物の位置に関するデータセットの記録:

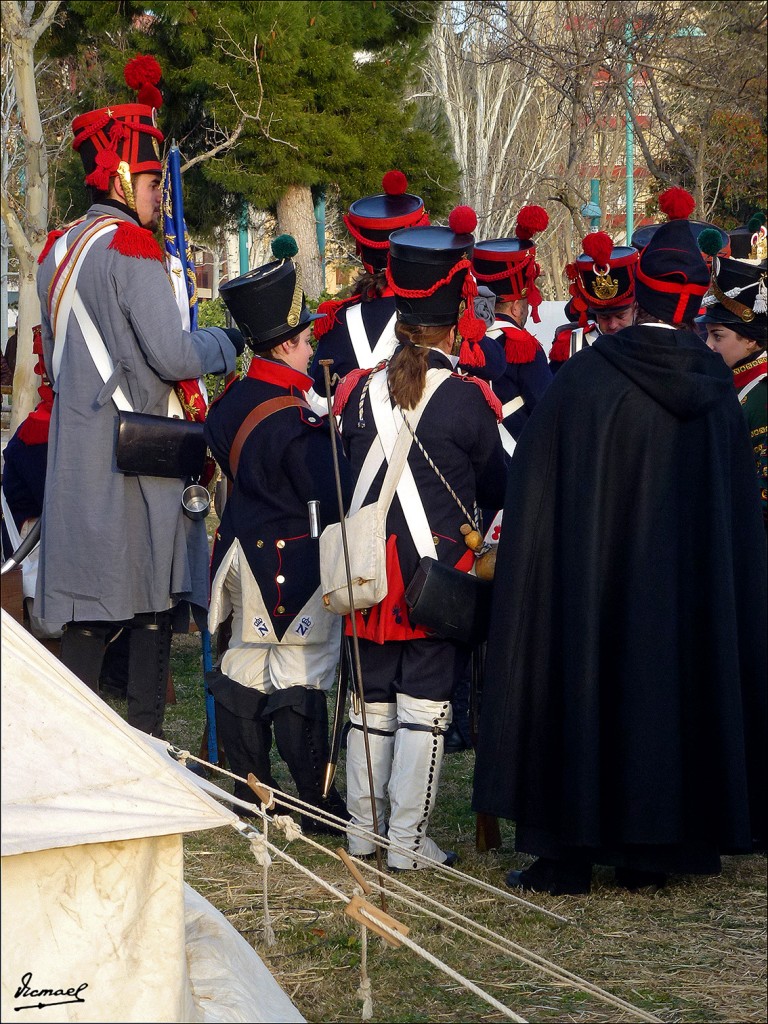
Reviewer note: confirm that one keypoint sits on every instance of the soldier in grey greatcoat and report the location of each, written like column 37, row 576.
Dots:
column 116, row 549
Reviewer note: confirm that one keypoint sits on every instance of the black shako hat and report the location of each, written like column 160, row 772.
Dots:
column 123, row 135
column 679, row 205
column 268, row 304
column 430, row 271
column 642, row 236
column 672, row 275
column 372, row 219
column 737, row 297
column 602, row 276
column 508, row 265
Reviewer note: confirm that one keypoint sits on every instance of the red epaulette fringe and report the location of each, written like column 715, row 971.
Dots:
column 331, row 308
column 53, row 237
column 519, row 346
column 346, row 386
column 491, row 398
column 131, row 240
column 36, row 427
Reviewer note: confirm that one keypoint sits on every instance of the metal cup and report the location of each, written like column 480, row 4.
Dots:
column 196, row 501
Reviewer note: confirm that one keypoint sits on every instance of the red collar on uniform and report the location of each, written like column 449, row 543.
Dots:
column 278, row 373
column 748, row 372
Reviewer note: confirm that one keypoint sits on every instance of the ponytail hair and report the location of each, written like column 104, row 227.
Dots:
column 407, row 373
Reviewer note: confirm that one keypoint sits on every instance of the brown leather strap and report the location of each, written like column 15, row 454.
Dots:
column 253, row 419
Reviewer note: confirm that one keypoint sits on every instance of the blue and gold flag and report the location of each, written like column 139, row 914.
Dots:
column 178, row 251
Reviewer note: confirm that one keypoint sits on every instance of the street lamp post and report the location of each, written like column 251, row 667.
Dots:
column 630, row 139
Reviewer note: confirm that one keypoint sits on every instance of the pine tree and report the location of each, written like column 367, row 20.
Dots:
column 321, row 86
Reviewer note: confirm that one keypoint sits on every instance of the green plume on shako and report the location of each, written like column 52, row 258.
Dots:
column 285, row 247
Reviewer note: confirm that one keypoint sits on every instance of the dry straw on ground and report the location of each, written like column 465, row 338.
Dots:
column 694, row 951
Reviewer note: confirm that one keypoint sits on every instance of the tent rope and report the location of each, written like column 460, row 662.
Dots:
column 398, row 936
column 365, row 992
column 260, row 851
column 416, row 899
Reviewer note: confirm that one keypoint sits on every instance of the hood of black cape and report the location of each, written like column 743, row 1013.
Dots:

やること:
資料のすべての「Dots」を「Points」に入れ替えて、資料をもう一度書いてください。ほかは一切変えず、画像は答えに入れないでください。

こたえ:
Reviewer note: confirm that one keypoint sits on every instance of the soldier in grey greatcoat and report the location of each, written like column 37, row 576.
Points:
column 116, row 549
Reviewer note: confirm that one keypoint sits on every instance of the black shako hat and report the location of each, written like column 160, row 772.
Points:
column 123, row 135
column 679, row 205
column 268, row 304
column 430, row 271
column 642, row 236
column 672, row 275
column 372, row 219
column 737, row 297
column 602, row 276
column 508, row 265
Reviewer note: confirm that one keypoint sits on every instance of the red epaulette fringe and report the location of each, written like column 715, row 971.
Points:
column 331, row 308
column 53, row 237
column 519, row 346
column 346, row 386
column 491, row 398
column 131, row 240
column 36, row 427
Reviewer note: confirm that one keypoint sits on every instance of the metal cup and report the location of each, written like column 480, row 4.
Points:
column 196, row 501
Reviewer note: confirm that one keypoint sits on every instance of the red collar on uniform and report the location of each, written like column 449, row 543.
Points:
column 278, row 373
column 748, row 372
Reviewer note: confirm that one keypoint sits on every instance of the ponytail hair and report the location of each, written like column 104, row 227.
Points:
column 407, row 373
Reviewer note: confirm that one keypoint sits on every instance of the brown leather strap and report the location of each, written like column 15, row 454.
Points:
column 253, row 419
Reviewer note: confirm that one keypoint sits on every instance of the blue and gold flag and report the location of each, written like column 139, row 914.
Points:
column 178, row 251
Reviewer note: confirm that one keypoint sits on every instance of the street lamp post and report the location of each, written like column 251, row 667.
Points:
column 630, row 139
Reviewer note: confirm that one keypoint sits on every instance of the pine tree and report the location of each, written like column 367, row 20.
Points:
column 321, row 86
Reviewer note: confirm that one keypoint sits on every instance of the green plume on shako and report the location of each, written like column 52, row 258.
Points:
column 285, row 247
Reviewer note: confirm that one keypoint sits on every instance of the dry straw on ground and report the location of each, written like column 465, row 338.
Points:
column 694, row 951
Reviewer note: confirm that one keypoint sits on every instance of the tent rope and report the location of each, written like column 460, row 662.
Points:
column 398, row 936
column 365, row 992
column 260, row 851
column 416, row 899
Reviewer note: confirm that one keypoint sits on every instance of the hood of black cape and report the location of each, written like column 743, row 1013.
Points:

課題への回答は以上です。